## TASK TO COMPLETE
Pick out every line of the material that contains the string "bird", and copy those lines. Matching is case-sensitive.

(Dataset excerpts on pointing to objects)

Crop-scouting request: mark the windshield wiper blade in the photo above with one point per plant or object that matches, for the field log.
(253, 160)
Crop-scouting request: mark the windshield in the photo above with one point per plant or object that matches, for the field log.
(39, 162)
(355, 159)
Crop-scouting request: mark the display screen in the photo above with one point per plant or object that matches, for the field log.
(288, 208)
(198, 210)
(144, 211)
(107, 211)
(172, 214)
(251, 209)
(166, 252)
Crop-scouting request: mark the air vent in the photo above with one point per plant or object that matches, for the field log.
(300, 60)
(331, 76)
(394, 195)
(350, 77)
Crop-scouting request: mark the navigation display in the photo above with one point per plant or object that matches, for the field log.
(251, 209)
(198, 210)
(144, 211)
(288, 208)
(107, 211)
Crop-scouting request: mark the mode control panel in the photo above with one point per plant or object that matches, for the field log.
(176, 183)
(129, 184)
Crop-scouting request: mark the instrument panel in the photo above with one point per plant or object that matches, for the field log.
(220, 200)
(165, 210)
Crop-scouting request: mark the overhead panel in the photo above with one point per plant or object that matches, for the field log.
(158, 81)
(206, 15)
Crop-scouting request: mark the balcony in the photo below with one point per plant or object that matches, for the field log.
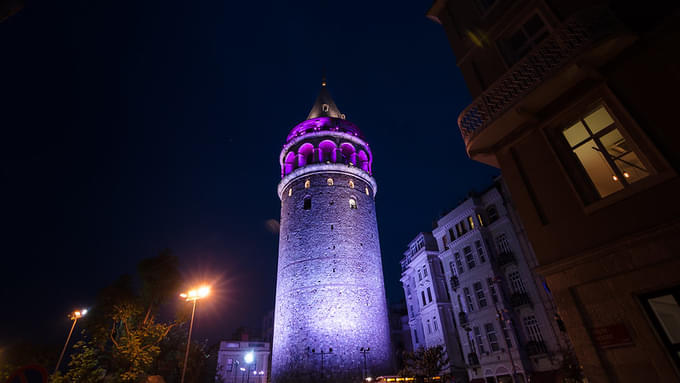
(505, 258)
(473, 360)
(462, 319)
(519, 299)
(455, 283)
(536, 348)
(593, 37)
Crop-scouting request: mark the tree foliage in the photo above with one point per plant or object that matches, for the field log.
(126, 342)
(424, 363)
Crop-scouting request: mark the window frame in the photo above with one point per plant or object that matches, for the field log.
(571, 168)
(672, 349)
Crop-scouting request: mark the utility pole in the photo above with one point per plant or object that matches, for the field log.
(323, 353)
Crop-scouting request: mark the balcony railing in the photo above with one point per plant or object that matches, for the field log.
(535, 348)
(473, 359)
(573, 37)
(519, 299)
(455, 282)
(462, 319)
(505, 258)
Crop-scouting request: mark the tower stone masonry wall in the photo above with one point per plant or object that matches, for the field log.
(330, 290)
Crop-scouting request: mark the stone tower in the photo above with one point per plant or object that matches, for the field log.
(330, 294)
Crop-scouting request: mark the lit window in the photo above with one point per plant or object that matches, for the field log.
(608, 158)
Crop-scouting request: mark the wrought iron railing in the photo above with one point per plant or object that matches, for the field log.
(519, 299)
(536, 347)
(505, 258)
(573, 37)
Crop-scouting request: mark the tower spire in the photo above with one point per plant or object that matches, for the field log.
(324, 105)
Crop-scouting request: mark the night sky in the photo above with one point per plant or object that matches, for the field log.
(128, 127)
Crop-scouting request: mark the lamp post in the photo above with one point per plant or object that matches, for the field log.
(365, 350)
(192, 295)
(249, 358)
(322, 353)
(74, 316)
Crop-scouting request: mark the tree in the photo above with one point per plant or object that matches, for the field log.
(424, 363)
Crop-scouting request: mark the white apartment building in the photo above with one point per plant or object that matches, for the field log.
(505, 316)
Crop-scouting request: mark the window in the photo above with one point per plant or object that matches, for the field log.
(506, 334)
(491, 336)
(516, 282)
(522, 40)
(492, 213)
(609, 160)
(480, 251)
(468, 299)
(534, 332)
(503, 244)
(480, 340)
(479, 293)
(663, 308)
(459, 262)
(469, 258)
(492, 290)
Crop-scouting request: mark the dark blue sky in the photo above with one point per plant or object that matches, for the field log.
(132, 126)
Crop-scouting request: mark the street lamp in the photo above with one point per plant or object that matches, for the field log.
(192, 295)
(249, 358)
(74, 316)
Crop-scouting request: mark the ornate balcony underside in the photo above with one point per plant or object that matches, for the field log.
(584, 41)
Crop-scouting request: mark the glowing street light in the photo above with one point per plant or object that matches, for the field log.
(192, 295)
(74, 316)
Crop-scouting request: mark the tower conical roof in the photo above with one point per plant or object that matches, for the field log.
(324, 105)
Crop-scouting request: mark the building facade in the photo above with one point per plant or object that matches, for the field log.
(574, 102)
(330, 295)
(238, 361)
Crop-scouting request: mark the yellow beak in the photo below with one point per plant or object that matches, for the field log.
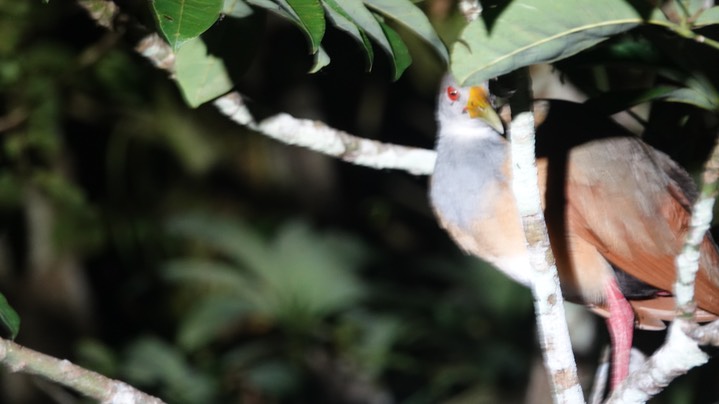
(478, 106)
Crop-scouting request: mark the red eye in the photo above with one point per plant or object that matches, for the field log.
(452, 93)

==

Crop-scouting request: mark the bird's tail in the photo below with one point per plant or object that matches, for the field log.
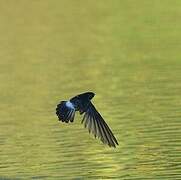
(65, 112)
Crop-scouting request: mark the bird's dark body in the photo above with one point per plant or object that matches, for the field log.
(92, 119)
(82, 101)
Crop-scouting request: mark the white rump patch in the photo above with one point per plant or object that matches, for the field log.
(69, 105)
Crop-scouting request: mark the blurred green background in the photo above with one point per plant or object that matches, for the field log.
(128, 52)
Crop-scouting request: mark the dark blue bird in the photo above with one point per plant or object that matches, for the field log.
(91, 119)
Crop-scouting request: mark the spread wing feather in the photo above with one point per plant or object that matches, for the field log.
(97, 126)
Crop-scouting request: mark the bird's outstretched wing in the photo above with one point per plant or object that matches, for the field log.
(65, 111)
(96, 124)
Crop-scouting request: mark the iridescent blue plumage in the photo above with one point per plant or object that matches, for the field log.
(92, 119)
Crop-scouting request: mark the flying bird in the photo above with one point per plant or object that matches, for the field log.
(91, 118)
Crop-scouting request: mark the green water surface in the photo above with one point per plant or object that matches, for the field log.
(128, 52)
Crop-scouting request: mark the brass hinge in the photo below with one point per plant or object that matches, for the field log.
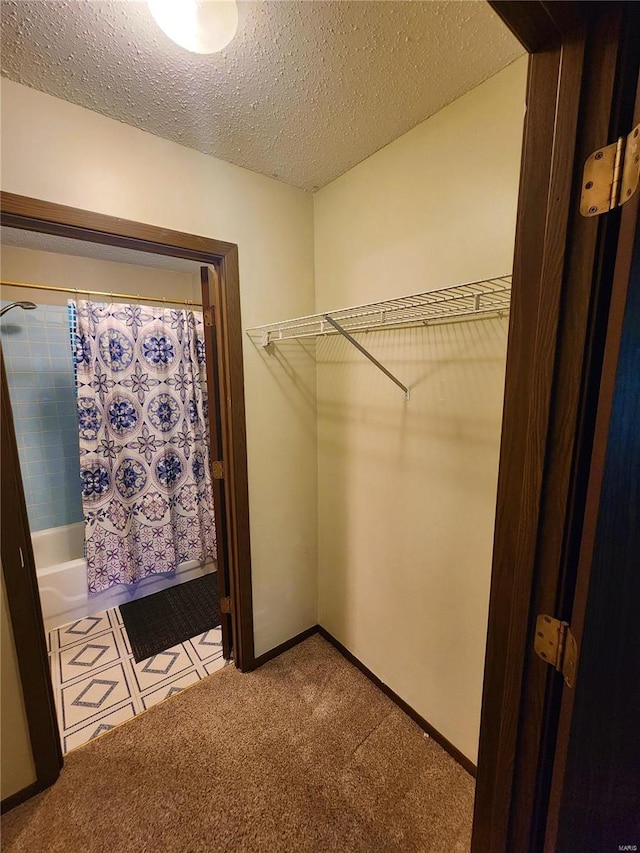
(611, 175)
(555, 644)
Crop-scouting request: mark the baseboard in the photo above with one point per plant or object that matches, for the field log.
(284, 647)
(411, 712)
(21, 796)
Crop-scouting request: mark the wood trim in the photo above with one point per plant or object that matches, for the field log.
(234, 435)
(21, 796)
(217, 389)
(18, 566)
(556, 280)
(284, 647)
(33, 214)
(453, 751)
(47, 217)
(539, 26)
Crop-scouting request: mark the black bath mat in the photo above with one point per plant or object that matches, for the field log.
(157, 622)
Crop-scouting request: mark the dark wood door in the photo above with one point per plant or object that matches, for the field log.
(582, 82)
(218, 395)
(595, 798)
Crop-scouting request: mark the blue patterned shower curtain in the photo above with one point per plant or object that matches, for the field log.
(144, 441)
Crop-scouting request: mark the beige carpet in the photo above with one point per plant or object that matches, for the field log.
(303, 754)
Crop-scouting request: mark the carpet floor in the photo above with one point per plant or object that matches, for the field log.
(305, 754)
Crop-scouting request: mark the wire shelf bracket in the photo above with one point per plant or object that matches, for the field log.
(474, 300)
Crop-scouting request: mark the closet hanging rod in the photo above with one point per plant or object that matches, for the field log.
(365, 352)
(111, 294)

* * *

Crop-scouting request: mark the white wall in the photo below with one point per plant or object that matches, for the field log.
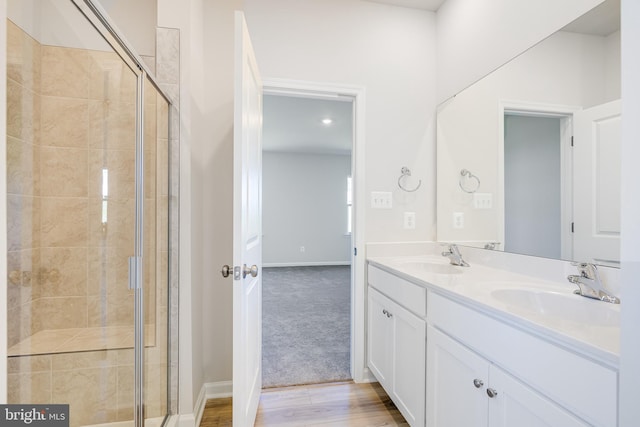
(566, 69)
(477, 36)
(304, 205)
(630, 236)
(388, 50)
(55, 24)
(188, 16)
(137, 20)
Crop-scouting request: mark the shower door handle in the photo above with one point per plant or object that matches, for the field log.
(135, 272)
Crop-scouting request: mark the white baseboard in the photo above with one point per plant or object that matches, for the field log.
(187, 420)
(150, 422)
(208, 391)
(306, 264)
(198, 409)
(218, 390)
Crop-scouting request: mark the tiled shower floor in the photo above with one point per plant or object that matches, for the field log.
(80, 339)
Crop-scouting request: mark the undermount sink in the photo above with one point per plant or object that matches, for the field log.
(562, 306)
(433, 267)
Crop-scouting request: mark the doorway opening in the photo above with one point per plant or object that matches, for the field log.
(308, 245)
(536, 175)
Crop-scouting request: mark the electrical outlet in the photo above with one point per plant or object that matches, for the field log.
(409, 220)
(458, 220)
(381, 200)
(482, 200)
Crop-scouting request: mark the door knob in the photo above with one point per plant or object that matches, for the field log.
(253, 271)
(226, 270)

## ANSWER TO THIS EXERCISE
Crop-scouting request: mark the bird's tail in the photo below with one point per plant or object that matches, for the field log.
Crop-scouting request: mark the bird's dark body in the photo above with one point per plant or object that matches, for the field log.
Crop-scouting request: mark the dark blue bird in the photo above with one point per plant or object that matches, for the field log.
Crop-scouting request: mark the bird's outstretched wing in the photo above with one point per plant or object that matches, for the field log.
Crop-scouting request: mark the flying bird in the photo above with one point per plant or object that matches, for the field log.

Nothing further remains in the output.